== Directions ==
Begin at the line that contains "Where can the house" and continue through the final line of the data records. Render each of those lines as a string in a JSON list, one string per line, and leave out blank lines.

Data records
====

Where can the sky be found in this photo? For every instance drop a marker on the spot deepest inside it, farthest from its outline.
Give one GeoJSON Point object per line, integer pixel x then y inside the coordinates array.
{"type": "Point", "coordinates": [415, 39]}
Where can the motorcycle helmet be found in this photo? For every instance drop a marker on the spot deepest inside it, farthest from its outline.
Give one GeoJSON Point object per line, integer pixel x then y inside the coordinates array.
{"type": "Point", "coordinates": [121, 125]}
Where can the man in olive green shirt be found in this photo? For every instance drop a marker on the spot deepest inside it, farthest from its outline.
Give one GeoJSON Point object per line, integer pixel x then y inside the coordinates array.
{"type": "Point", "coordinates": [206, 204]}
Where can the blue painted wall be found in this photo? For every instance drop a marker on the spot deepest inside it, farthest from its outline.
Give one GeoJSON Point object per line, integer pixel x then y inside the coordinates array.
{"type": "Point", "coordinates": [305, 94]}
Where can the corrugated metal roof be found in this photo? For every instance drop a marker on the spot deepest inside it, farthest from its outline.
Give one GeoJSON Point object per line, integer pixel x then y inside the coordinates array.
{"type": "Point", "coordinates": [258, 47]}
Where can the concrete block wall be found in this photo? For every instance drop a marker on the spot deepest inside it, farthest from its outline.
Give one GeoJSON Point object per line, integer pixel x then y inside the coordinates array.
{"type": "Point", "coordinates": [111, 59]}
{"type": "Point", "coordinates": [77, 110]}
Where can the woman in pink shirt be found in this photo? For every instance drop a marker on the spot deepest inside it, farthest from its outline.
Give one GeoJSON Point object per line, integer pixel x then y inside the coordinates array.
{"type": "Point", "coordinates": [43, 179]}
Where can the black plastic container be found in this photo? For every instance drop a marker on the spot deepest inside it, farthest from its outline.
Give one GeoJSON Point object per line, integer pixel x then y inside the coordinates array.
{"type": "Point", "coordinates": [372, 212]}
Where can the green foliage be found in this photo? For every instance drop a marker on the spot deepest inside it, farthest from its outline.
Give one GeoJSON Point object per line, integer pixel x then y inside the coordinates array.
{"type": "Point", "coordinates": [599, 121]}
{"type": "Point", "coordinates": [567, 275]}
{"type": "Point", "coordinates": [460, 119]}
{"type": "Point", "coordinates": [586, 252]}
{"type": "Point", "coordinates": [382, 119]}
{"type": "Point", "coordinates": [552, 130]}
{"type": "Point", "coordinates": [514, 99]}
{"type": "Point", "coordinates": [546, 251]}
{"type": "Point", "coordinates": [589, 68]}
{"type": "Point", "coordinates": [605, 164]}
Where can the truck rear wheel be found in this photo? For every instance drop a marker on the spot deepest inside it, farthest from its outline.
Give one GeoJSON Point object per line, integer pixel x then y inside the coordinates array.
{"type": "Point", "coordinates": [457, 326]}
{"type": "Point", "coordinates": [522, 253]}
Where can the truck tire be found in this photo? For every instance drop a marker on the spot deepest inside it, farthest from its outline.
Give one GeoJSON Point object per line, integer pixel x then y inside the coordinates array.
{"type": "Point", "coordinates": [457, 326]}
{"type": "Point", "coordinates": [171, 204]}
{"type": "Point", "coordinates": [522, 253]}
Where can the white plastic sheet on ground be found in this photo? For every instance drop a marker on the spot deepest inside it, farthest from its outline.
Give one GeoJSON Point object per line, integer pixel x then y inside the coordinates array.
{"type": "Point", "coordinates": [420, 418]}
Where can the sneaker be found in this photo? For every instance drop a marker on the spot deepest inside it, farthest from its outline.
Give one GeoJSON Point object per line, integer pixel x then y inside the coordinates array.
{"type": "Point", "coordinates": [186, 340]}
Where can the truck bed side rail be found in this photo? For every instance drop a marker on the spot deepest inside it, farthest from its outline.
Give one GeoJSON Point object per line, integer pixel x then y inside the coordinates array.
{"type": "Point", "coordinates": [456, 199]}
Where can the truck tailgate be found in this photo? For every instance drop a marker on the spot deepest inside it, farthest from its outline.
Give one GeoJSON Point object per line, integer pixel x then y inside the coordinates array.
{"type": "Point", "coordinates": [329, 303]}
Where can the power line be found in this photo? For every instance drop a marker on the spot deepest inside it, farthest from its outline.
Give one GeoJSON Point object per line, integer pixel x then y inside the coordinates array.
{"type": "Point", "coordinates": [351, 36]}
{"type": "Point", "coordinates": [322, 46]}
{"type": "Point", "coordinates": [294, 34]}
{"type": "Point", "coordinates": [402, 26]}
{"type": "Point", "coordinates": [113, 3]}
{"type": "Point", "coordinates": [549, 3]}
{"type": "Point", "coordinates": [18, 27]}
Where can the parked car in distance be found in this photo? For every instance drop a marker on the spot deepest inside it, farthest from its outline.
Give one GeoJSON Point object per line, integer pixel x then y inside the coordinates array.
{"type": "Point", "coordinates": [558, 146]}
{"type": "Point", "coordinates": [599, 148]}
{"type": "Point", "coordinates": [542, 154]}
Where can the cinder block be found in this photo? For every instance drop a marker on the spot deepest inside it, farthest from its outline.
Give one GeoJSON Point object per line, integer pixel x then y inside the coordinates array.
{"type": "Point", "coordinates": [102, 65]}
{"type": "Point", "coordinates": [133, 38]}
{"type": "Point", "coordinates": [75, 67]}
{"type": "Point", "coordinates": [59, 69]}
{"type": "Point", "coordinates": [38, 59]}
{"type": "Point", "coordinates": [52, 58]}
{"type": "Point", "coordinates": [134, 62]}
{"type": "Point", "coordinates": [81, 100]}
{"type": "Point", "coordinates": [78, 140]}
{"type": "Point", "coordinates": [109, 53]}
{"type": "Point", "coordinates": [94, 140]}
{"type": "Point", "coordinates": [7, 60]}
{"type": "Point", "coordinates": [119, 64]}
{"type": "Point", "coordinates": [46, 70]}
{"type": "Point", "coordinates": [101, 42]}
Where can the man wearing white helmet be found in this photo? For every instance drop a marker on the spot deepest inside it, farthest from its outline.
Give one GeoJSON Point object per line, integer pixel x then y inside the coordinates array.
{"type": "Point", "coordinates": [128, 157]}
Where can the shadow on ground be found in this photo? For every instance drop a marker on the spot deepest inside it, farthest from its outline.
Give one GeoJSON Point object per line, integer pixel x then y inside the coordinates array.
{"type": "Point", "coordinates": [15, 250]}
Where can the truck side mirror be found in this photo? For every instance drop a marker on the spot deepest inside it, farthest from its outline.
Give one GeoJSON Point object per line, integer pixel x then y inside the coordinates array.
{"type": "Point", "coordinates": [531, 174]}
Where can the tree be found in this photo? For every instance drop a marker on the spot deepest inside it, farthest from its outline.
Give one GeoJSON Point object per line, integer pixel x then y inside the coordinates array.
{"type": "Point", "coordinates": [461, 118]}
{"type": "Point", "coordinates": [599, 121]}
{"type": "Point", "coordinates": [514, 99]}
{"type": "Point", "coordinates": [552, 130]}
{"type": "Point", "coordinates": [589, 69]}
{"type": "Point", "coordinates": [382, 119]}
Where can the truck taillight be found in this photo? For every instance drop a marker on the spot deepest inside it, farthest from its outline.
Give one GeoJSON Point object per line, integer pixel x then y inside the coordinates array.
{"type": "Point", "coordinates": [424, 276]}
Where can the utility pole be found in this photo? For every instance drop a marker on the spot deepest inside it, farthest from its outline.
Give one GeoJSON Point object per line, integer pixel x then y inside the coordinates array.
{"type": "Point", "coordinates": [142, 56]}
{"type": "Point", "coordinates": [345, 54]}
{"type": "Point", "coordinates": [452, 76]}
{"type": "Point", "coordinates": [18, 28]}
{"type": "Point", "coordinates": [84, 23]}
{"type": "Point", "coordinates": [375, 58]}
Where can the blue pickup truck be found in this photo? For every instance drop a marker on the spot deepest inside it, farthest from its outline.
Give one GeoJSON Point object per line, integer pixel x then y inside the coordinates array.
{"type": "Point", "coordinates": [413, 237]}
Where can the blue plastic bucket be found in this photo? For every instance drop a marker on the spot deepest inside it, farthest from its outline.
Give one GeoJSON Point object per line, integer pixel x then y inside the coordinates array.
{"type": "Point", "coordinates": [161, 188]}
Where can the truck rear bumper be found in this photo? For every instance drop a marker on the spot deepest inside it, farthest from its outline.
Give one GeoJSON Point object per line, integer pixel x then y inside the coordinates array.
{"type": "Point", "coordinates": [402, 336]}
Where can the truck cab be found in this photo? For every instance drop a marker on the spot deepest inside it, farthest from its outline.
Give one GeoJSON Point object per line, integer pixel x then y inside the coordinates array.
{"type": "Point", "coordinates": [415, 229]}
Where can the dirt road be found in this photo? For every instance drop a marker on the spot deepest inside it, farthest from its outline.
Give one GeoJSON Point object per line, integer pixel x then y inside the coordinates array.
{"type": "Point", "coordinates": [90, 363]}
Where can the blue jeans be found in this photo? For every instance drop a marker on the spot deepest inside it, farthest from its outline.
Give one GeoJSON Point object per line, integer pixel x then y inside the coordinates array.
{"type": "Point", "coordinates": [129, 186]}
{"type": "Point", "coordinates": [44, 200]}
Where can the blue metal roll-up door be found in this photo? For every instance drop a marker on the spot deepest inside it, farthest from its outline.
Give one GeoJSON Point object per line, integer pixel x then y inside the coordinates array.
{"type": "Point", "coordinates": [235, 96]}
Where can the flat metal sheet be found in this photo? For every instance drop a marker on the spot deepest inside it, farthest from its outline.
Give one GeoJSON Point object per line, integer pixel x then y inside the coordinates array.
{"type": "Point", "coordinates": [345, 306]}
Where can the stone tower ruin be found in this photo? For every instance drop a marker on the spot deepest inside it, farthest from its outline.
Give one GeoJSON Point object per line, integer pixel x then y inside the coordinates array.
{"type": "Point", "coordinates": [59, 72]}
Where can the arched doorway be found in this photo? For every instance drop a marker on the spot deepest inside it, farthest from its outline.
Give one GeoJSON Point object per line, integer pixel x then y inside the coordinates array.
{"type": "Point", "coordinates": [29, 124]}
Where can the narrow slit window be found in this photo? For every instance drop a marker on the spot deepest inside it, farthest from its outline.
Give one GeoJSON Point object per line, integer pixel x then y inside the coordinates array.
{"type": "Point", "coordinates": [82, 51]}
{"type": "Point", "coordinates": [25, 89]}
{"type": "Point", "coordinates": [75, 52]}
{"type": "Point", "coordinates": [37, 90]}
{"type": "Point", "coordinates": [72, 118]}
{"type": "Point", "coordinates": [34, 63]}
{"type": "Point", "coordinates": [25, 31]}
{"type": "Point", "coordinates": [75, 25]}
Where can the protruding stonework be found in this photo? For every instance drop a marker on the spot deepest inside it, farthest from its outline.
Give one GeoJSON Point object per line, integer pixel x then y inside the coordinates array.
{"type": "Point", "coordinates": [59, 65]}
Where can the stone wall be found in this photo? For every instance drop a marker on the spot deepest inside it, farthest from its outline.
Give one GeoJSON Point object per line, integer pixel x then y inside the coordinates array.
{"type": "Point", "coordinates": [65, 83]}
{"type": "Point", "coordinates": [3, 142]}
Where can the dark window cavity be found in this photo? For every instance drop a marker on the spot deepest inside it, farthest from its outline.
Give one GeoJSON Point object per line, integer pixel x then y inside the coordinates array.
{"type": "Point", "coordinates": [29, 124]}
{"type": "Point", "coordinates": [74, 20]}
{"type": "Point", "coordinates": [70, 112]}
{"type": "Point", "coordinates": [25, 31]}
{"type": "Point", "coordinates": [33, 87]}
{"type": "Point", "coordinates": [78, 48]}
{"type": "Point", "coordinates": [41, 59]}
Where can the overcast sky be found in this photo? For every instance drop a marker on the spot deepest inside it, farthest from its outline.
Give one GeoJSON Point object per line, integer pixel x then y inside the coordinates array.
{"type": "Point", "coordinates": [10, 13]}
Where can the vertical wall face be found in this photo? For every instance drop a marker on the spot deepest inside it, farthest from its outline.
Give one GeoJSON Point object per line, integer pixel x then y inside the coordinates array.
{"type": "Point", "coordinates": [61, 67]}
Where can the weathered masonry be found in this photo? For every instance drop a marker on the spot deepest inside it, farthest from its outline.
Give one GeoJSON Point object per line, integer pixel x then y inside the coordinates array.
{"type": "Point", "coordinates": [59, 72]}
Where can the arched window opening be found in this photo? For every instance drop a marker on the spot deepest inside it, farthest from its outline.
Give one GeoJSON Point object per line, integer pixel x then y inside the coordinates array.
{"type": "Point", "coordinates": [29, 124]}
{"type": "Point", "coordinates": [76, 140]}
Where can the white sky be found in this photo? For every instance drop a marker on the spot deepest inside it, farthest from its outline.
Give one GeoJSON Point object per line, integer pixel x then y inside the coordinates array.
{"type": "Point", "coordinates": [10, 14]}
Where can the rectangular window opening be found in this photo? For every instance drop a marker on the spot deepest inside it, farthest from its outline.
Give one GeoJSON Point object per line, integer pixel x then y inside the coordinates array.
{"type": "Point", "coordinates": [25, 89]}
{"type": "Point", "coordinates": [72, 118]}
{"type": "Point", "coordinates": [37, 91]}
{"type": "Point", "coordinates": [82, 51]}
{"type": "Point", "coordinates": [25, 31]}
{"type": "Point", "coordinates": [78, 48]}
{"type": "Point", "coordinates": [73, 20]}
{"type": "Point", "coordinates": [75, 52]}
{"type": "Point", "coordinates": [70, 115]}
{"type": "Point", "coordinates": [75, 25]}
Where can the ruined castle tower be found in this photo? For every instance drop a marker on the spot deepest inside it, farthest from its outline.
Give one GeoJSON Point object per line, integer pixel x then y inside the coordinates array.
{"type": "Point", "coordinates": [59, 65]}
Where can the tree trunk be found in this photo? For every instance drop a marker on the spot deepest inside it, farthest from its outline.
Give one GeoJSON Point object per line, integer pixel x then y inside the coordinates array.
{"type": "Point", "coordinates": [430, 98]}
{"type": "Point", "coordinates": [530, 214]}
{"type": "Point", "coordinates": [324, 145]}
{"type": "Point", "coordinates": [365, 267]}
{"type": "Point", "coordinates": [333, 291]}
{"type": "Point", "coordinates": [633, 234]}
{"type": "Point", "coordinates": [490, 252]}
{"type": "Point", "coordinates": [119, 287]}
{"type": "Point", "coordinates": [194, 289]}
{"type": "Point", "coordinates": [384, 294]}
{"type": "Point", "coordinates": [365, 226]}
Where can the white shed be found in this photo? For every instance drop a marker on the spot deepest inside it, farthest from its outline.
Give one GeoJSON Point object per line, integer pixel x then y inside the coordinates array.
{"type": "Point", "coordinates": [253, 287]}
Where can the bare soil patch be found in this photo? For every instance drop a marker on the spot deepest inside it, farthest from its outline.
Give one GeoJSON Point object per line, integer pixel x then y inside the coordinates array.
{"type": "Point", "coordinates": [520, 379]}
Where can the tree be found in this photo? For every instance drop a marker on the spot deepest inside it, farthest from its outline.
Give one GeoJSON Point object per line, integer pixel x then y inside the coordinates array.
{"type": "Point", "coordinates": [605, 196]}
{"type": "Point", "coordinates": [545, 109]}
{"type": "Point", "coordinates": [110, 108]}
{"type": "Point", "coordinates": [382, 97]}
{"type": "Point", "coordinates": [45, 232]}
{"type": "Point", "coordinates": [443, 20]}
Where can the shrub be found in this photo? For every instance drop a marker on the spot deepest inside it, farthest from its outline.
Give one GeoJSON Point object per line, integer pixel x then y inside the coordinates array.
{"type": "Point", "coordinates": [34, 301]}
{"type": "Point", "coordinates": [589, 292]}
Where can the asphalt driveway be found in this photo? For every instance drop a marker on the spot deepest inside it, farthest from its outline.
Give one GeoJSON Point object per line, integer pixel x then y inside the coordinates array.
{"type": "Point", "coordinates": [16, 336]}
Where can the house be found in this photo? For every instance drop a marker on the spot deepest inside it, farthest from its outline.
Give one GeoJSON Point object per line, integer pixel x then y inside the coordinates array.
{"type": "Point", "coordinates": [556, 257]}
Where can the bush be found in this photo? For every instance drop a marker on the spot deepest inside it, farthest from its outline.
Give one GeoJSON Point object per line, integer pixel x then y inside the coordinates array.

====

== Complete response ==
[
  "Where can the house be found in this photo? For every instance drop a marker on the spot deepest inside it, farthest from its outline.",
  "Give one GeoJSON Point object per line, integer pixel x then y inside the coordinates array.",
  "{\"type\": \"Point\", \"coordinates\": [556, 257]}",
  "Where can the bush be found in this photo? For every instance drop a marker on the spot deepest inside it, farthest from its outline.",
  "Give one GeoJSON Point object per line, integer pixel x then y inside the coordinates array."
]